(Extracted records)
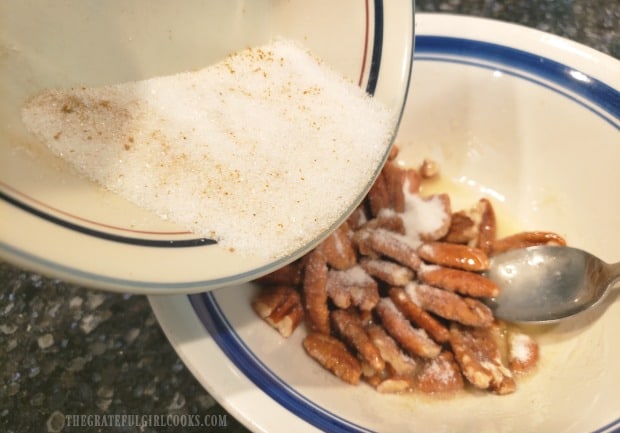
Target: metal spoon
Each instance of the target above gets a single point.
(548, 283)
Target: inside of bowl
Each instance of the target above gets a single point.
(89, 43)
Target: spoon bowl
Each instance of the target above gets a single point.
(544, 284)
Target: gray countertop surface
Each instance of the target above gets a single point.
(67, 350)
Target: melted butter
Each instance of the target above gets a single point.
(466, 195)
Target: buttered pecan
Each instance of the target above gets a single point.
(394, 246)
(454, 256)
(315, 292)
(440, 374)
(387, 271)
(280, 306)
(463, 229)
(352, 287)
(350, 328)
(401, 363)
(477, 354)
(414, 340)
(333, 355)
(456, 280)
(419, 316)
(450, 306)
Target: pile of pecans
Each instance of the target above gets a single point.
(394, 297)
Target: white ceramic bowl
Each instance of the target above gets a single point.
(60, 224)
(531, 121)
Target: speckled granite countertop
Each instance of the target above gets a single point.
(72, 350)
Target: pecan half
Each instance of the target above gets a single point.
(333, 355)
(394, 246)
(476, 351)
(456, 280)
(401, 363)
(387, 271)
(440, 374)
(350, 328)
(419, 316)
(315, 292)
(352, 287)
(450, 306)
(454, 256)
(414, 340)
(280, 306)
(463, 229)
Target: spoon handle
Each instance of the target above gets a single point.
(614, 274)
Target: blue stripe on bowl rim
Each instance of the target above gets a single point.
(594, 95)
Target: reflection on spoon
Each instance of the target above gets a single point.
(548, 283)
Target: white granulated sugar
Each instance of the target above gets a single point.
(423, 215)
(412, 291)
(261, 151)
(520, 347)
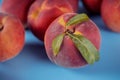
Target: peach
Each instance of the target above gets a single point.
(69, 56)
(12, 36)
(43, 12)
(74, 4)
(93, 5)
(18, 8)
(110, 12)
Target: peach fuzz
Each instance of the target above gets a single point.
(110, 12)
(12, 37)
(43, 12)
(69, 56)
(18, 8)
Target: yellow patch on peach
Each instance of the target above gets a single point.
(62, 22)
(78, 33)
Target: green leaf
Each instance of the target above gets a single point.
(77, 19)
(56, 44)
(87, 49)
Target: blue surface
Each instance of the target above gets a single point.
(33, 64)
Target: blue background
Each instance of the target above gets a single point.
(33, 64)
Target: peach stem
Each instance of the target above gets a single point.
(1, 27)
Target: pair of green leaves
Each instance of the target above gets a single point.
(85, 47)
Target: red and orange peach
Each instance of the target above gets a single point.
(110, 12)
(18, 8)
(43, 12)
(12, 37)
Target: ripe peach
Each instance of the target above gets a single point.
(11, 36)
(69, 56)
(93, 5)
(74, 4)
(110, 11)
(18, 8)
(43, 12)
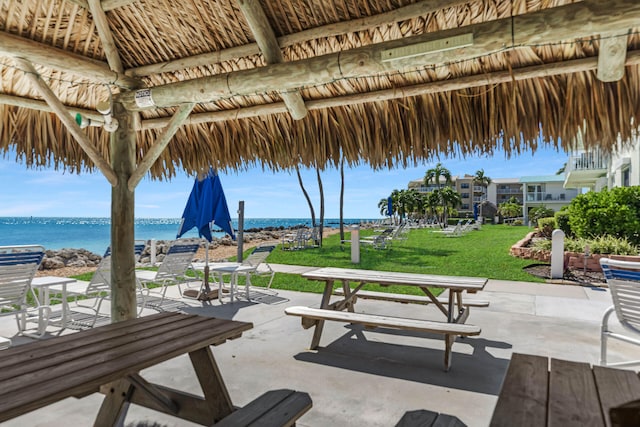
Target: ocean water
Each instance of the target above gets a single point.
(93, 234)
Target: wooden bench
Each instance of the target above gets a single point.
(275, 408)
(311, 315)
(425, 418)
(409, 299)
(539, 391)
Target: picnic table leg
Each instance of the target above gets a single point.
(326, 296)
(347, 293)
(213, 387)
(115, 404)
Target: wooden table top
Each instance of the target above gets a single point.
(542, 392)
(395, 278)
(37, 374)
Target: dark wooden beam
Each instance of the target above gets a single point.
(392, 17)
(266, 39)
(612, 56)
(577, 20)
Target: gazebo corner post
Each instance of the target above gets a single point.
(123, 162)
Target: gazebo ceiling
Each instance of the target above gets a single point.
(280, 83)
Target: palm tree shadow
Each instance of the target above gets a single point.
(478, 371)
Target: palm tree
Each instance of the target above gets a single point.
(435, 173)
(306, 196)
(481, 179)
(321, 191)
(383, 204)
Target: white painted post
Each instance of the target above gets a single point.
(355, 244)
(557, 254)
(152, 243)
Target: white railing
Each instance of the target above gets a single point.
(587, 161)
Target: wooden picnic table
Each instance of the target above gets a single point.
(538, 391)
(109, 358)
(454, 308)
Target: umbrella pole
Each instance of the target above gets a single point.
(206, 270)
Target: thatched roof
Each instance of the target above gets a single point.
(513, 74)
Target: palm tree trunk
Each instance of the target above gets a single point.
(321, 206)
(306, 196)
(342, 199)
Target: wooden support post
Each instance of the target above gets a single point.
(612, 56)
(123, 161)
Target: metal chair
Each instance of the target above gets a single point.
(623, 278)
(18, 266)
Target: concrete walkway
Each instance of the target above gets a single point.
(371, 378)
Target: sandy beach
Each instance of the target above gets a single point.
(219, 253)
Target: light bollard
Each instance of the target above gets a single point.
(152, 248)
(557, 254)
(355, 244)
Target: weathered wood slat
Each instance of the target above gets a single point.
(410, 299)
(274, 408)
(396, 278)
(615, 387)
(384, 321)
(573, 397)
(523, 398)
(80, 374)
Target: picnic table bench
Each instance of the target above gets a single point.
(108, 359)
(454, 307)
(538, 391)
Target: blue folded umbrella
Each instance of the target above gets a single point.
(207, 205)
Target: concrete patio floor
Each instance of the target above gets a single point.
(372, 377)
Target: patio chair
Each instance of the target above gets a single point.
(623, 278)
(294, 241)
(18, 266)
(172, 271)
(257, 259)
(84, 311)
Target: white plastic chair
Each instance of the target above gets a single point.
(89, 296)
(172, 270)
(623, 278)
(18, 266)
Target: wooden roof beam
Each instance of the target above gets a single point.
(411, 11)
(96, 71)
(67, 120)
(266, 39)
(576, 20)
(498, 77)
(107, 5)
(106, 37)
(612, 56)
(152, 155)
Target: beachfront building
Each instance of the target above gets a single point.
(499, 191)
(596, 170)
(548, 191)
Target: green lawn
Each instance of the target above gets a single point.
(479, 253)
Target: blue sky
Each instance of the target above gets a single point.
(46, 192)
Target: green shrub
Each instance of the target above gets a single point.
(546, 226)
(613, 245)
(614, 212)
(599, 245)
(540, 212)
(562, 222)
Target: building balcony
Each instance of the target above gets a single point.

==

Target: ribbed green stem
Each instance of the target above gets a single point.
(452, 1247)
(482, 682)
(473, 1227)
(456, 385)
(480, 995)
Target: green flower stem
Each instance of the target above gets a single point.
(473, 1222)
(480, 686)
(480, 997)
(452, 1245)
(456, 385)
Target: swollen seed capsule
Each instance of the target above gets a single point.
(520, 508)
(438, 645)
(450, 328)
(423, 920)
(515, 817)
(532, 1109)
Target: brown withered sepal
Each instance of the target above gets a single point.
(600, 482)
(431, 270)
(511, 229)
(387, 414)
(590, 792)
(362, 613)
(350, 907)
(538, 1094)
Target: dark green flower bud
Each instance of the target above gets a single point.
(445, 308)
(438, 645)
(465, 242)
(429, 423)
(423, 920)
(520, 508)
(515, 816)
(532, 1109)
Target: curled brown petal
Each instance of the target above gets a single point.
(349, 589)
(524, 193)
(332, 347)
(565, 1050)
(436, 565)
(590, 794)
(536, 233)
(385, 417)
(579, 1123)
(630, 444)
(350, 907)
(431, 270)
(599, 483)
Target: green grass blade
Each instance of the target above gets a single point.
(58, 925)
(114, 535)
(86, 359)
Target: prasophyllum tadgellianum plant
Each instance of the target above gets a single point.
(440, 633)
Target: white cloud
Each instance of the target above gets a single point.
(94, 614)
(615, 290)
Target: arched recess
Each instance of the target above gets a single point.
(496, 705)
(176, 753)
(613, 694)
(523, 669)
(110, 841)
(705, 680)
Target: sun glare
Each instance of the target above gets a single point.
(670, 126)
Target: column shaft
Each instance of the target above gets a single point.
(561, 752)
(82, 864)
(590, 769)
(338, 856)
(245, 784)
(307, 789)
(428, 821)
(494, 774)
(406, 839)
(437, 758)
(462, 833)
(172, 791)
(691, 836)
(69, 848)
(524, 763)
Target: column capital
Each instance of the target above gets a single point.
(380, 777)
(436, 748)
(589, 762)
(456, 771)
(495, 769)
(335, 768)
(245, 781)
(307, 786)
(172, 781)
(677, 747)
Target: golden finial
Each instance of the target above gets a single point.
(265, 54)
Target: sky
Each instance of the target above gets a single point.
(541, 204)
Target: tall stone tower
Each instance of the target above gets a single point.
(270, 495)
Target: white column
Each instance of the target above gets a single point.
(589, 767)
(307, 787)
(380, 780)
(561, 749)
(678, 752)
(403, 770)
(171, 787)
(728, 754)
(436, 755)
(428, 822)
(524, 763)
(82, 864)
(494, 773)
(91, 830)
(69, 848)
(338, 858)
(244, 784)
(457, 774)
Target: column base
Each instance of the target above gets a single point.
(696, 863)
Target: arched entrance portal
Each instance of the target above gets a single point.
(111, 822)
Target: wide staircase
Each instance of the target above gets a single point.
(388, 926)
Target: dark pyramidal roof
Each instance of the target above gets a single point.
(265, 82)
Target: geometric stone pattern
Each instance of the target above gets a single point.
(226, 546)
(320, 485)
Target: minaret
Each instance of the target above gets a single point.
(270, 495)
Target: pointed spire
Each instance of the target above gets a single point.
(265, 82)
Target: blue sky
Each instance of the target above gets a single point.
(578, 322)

==

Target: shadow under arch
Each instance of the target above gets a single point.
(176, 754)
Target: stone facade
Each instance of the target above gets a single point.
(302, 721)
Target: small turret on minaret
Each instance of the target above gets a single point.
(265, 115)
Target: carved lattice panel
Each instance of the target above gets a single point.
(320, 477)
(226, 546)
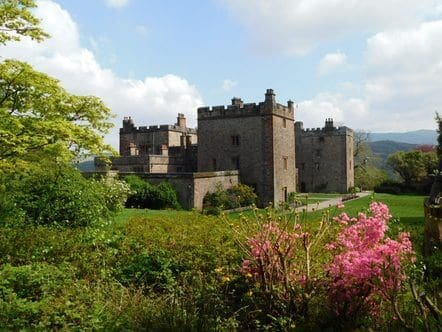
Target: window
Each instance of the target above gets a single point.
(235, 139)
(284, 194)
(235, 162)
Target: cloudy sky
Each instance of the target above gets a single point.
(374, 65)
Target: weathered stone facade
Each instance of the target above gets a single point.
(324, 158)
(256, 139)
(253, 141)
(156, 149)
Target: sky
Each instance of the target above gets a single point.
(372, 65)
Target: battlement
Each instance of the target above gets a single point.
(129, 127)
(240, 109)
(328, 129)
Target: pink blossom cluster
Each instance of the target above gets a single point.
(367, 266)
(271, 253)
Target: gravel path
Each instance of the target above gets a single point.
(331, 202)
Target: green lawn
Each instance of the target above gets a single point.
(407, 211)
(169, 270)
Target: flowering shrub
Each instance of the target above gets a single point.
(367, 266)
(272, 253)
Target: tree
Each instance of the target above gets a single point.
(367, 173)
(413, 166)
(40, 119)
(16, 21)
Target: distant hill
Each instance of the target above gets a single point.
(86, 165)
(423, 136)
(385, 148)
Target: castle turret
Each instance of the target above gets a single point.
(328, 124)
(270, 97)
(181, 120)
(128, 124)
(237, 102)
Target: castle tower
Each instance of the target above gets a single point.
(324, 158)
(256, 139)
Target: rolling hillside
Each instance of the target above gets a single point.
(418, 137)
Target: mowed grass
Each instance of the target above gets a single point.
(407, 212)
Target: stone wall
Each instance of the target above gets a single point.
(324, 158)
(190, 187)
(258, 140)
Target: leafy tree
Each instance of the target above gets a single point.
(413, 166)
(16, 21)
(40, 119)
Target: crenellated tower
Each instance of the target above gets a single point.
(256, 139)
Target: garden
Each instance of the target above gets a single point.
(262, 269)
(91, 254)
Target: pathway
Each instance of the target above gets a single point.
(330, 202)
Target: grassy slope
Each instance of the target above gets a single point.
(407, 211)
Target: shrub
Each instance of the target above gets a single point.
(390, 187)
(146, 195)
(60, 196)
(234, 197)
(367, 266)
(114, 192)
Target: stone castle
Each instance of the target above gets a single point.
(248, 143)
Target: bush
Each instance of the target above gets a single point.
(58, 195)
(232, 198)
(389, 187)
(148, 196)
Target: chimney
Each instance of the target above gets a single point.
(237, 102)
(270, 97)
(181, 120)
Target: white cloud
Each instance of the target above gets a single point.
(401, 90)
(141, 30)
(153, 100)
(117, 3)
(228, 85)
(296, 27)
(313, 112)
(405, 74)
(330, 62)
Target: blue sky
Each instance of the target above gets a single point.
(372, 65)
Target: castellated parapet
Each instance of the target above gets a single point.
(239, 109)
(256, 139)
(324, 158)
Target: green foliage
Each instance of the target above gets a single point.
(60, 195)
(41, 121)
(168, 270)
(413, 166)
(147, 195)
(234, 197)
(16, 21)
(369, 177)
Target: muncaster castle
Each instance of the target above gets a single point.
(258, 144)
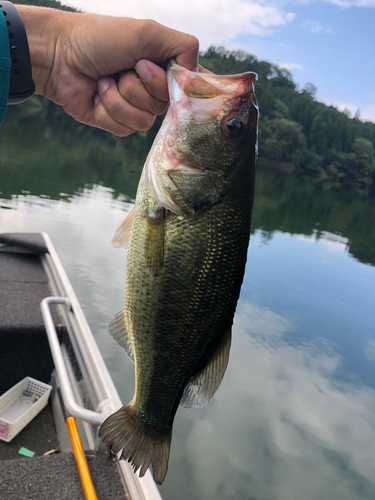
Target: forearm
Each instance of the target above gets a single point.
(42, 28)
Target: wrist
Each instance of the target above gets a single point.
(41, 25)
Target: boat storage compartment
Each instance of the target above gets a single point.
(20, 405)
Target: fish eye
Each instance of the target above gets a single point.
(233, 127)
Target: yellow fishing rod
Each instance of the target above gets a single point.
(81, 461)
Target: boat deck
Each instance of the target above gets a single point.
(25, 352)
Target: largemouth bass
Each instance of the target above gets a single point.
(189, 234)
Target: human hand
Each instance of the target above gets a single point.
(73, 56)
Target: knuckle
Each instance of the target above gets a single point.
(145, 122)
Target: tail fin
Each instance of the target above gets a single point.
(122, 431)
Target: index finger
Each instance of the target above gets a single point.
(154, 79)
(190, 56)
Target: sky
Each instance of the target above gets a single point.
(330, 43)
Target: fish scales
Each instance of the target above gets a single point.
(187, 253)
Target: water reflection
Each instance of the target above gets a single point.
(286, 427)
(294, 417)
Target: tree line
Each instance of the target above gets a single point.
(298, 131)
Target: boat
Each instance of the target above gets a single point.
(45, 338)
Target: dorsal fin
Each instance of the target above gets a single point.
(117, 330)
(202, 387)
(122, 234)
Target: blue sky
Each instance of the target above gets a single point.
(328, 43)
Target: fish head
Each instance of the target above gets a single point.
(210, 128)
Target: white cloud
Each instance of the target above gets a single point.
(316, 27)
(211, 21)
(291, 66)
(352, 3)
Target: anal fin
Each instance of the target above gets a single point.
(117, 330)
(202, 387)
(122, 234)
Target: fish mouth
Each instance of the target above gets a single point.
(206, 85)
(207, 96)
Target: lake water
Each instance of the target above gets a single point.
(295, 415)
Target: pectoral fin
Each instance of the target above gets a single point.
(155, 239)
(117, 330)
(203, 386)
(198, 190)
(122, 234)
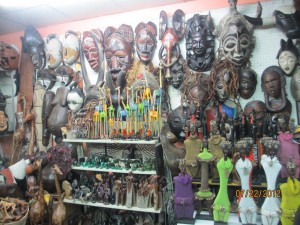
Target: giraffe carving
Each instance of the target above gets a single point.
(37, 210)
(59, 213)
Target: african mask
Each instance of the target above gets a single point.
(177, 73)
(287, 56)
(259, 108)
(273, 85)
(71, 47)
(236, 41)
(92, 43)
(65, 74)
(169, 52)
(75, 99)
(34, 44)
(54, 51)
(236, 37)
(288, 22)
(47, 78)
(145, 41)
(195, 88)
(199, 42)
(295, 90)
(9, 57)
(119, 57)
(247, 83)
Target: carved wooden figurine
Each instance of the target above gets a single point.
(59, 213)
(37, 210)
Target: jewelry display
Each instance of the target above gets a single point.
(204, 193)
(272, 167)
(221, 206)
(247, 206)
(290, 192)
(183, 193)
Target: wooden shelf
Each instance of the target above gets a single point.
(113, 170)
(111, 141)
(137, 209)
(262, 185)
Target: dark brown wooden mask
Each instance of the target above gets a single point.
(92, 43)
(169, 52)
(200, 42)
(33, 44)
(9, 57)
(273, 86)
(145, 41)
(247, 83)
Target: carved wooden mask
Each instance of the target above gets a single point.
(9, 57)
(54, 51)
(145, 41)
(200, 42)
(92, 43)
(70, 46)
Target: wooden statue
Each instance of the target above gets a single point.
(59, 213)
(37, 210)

§ **Work item**
Out of the preceding entries, pull each line that contains the word "umbrella".

§ **The answer**
Target: umbrella pole
Target: blue folded umbrella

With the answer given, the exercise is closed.